*** Opening TEXT PASSAGE ***

McDowell agrees with cautioning cannabis users

JUSTICE Minister Michael McDowell said yesterday it may make sense to caution cannabis users rather than prosecute them, but warned that it was still a criminal offence.

Mr McDowell was commenting after being briefed by Garda Commissioner Noel Conroy on a new adult cautioning scheme for minor offences.

But the minister warned cannabis users they could still be charged and that they were supporting drug lords by buying cannabis.

“Myself and the commissioner have had an opportunity to discuss this and he and I both want to emphasis that there’s no question of the law being changed, that it remains a criminal offence to use cannabis in any circumstance,” he said.

“It also remains a criminal offence which is prosecutable when the guards decide to prosecute it.”

The Adult Cautioning Scheme, due to begin on February 1, follows consultations between the gardaí and the Director of Public Prosecutions (DPP).

The DPP advised that a list of scheduled offences could now be considered as “cautionable”, meaning the offender could be formally cautioned instead of being charged before the courts and prosecuted.

The list of offences, yet to be finalised, includes public order offences, alcohol-related offences, some theft crimes, minor assault as well as possession of cannabis for personal use.

Mr McDowell said there was “no question” of the gardaí or the DPP depriving themselves of the discretion to prosecute for these offences.

“But in many cases it may make sense, instead of queuing up for a court time in three or six months time, to confront an offender who accepts his or her responsibility with the facts now, to bring them before a senior officer of An Garda Síochána to administer a caution and to draw to their attention that they are committing a very serious offence,” said the minister.

*** Closing TEXT PASSAGE ***

▶ [BRIEF 1]
Answer these questions using the article on adult cautioning:
(a) Who briefed Michael McDowell on the new scheme?
(b) On what date is the Adult Cautioning Scheme due to begin?
(c) Which offences does the draft list of cautionable offences include?
▶ [BRIEF 2] Turn the paragraph of the article on adult cautioning that begins "The list of offences, yet to be finalised" into a short bulleted list that keeps its facts.
▶ [BRIEF 3] Continue the article on adult cautioning, picking up right after its final paragraph.
The records have no connection to the article on adult cautioning.

*** Opening DATA ***

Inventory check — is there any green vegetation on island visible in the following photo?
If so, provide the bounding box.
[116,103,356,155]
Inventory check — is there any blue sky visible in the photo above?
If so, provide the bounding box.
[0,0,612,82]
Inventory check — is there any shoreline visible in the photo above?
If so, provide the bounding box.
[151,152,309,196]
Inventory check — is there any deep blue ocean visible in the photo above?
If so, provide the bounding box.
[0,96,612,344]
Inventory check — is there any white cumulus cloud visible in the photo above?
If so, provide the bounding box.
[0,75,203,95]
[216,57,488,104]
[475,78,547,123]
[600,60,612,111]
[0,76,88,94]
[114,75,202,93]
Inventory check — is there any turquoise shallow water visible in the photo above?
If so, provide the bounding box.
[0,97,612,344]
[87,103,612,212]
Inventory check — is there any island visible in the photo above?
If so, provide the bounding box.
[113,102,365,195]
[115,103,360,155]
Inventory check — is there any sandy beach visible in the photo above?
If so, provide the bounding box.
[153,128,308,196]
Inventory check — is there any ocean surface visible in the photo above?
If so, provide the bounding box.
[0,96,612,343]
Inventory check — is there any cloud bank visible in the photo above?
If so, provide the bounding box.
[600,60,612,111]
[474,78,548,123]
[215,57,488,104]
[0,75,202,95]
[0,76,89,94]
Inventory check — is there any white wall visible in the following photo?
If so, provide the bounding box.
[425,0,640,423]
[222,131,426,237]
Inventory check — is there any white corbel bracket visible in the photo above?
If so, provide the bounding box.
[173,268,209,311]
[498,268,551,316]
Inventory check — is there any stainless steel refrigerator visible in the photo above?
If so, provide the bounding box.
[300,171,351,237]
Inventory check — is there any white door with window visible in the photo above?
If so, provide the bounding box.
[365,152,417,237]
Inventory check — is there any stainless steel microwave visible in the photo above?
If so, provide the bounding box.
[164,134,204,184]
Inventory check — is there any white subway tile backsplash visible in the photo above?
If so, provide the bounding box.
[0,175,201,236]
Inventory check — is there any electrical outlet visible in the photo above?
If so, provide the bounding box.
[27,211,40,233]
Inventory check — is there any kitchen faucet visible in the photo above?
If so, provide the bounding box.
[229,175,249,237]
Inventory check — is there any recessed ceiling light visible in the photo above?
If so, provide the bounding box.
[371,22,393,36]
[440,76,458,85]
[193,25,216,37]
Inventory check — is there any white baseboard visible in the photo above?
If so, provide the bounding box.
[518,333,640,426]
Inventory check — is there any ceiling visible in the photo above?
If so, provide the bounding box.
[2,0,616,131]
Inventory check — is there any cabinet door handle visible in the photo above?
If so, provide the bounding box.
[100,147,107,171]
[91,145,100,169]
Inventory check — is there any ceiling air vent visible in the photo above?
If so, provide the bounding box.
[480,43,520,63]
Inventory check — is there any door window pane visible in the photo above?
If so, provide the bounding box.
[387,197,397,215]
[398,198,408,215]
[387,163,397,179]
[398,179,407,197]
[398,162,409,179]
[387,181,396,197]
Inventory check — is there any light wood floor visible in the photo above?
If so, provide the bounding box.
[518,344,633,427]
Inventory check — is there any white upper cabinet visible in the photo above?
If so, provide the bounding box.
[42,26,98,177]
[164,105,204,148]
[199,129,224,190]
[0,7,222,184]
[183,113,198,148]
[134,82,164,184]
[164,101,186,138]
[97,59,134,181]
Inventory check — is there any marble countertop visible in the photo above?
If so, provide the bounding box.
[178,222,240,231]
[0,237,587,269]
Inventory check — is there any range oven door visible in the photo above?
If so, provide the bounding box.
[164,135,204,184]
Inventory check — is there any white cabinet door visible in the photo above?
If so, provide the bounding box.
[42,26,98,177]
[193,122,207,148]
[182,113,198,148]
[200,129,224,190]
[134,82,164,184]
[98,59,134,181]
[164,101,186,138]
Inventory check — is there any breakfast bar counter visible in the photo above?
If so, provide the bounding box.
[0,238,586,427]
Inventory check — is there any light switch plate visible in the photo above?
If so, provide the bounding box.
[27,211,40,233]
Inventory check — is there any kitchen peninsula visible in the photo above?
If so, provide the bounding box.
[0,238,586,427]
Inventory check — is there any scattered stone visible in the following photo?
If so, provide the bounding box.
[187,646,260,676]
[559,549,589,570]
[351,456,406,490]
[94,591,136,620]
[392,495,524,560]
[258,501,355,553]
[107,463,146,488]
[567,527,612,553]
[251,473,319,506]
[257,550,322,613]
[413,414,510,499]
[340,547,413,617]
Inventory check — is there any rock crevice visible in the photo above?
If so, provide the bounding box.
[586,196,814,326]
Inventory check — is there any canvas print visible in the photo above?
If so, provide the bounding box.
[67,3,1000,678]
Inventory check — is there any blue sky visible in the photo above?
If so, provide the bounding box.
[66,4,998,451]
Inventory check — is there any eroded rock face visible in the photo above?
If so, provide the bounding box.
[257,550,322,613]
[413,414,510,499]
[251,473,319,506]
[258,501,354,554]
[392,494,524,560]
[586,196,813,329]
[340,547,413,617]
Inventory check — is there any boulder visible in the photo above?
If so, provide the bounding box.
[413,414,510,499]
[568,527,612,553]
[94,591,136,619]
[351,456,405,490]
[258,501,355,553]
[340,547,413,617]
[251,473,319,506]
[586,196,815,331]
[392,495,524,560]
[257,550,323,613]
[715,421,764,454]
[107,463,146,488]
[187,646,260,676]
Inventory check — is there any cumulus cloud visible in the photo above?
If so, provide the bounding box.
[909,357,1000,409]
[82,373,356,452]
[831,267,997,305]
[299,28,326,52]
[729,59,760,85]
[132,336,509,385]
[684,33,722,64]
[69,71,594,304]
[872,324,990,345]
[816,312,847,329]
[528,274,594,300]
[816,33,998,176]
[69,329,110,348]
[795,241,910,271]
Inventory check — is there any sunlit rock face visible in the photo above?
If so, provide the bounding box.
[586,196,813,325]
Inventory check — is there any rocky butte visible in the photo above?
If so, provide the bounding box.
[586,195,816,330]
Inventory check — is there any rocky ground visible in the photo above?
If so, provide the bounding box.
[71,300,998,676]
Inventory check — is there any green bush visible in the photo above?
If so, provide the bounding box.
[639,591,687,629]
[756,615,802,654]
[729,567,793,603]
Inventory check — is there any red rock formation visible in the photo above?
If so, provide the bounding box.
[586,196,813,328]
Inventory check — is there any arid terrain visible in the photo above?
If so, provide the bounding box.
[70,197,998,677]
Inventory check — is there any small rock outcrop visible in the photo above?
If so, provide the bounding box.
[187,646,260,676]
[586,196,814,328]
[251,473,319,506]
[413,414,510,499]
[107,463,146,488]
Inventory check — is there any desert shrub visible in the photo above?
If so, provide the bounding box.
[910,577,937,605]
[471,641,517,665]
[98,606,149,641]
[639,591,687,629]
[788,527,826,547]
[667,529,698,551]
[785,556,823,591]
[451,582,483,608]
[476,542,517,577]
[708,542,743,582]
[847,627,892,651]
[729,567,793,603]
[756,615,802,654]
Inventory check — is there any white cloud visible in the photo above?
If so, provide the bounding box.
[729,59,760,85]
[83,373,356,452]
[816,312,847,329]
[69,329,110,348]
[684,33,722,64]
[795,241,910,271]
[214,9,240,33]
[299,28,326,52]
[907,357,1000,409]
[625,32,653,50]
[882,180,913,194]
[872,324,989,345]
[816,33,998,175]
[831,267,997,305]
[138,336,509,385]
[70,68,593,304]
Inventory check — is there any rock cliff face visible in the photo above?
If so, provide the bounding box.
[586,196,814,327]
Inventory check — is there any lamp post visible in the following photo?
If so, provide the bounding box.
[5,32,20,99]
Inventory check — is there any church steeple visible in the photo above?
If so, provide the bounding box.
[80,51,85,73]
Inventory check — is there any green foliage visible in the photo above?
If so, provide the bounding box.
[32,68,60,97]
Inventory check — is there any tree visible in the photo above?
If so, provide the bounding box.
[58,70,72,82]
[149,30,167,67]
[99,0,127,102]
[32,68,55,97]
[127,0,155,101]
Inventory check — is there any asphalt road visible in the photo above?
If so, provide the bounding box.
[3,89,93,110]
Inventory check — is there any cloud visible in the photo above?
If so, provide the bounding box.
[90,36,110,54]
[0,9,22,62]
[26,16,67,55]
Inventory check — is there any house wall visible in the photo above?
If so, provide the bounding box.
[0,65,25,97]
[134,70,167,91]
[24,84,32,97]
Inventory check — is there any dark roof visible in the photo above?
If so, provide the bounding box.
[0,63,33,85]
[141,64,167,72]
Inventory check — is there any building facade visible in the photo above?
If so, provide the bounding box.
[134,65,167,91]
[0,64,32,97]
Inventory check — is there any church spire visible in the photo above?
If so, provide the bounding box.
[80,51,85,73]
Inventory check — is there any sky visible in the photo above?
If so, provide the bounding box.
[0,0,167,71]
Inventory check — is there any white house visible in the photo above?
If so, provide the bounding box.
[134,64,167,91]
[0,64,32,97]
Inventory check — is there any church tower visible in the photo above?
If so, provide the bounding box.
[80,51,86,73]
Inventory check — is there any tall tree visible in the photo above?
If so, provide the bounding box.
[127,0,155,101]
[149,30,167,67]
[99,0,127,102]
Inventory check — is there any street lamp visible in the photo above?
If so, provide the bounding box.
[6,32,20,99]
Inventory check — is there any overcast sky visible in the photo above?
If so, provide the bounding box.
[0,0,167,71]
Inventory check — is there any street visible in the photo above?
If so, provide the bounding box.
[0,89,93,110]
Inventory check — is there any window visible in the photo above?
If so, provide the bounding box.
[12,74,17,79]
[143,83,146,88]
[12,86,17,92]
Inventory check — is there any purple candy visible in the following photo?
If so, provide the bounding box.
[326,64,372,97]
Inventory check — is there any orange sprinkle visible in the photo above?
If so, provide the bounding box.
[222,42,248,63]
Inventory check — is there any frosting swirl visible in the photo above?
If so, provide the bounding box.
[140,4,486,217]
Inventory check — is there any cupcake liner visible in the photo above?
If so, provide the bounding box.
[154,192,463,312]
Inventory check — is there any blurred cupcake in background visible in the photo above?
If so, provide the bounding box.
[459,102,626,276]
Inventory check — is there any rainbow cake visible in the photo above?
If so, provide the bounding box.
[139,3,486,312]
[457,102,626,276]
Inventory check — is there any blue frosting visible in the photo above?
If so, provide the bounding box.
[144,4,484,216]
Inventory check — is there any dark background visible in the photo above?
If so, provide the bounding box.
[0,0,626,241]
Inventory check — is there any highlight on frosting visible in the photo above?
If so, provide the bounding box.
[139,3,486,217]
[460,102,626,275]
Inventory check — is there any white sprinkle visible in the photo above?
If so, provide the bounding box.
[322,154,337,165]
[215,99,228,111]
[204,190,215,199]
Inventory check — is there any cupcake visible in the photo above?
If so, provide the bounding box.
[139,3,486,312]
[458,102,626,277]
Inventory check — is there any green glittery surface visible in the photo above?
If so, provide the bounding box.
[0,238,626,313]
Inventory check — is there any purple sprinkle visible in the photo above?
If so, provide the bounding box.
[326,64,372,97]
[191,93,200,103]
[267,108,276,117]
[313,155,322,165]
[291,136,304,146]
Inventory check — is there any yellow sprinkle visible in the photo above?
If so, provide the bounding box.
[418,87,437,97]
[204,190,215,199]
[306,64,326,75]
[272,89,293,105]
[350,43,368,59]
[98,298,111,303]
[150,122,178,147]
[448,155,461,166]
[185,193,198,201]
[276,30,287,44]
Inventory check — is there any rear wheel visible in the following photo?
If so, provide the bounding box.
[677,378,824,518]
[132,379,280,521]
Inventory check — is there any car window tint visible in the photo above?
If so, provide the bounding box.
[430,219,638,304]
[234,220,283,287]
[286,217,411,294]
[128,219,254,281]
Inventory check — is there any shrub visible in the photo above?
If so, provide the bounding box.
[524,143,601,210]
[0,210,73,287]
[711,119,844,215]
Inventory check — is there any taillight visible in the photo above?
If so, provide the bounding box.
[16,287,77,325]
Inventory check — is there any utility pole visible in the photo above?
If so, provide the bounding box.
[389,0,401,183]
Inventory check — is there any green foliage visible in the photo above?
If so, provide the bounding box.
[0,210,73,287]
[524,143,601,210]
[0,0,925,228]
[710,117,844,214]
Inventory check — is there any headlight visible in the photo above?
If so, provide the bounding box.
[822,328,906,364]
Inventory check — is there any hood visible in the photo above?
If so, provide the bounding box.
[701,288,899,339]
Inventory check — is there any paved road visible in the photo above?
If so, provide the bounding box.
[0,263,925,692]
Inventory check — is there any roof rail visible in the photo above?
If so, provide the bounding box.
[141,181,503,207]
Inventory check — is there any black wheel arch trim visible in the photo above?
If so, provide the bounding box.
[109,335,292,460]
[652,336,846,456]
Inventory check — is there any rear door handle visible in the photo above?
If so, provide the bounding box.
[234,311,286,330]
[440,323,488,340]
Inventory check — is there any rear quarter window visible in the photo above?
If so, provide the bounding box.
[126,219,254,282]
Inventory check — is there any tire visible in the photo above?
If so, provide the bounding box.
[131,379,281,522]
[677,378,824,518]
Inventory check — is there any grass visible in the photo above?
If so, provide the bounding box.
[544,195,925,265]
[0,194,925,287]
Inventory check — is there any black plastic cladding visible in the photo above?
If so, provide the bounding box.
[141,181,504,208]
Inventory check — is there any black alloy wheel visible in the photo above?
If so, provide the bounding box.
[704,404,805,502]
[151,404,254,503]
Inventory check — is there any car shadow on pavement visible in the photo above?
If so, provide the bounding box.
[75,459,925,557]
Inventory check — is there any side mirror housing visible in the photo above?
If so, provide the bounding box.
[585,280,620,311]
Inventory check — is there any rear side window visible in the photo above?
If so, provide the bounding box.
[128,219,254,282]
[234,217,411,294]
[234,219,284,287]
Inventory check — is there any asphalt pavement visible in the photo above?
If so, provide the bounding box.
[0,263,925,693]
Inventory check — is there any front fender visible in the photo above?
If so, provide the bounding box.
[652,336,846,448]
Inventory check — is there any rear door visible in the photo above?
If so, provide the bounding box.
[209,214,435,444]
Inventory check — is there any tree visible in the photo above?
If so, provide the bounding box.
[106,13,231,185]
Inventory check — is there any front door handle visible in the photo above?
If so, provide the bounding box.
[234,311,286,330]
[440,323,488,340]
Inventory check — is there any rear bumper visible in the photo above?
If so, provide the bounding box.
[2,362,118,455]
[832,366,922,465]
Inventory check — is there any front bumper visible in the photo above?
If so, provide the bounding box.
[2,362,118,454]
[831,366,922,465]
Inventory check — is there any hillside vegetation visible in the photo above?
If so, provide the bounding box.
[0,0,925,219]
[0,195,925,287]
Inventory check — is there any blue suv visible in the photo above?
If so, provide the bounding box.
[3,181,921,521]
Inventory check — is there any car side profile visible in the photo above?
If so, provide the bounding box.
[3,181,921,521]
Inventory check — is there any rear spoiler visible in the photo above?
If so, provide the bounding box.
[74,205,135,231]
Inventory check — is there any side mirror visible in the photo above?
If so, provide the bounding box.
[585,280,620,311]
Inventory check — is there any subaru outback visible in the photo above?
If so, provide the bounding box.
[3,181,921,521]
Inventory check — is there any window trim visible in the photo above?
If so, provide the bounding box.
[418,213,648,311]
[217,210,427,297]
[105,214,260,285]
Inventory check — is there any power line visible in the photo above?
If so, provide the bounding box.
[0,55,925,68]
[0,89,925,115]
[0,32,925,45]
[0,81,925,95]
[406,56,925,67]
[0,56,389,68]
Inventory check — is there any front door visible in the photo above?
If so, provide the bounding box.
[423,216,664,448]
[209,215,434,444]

*** Closing DATA ***

▶ [ANSWER 1]
(a) Garda Commissioner Noel Conroy.
(b) February 1.
(c) Public order offences, alcohol-related offences, some theft crimes, minor assault, and possession of cannabis for personal use.

▶ [ANSWER 2]
Cautionable offences (list not yet finalized):
- Public order offences
- Alcohol-related offences
- Some theft crimes
- Minor assault
- Possession of cannabis for personal use

▶ [ANSWER 3]
He said the Adult Cautioning Scheme had its genesis in the Nally Report, published in the early 1990s. He said under the existing Misuse of Drugs legislation, penalties for cannabis possession for personal use were lower than for other illegal drugs.

He told cannabis users that anyone who smoked a joint in a social context was participating on the fringe of a world where gangsters were shooting each others’ heads off.

“There is no such thing as victimless consumption of recreational drugs. You can’t say ‘I’m happy to just use cannabis on a personal social basis’ without taking moral responsibility for the fact that you are keeping in being the drugs lords.”

Minister of State with responsibility for the National Drugs Strategy Noel Ahern said: “I restate that the use of cannabis is illegal and that it is my strongly held view, and that of the Government, that it will remain so. Nobody should interpret any lessening of the resolve of the Government in this regard.”

Anna Quigley of the Dublin Citywide Drugs Crisis Campaign said it made sense that people didn’t end up with a criminal record for small amounts of cannabis for personal use.

Independent TD and veteran drugs campaigner Tony Gregory said: “I haven’t seen the scheme, but my general view is that to make any impact, garda resources should be concentrated going after suppliers. You’re wasting your time going after anyone else.”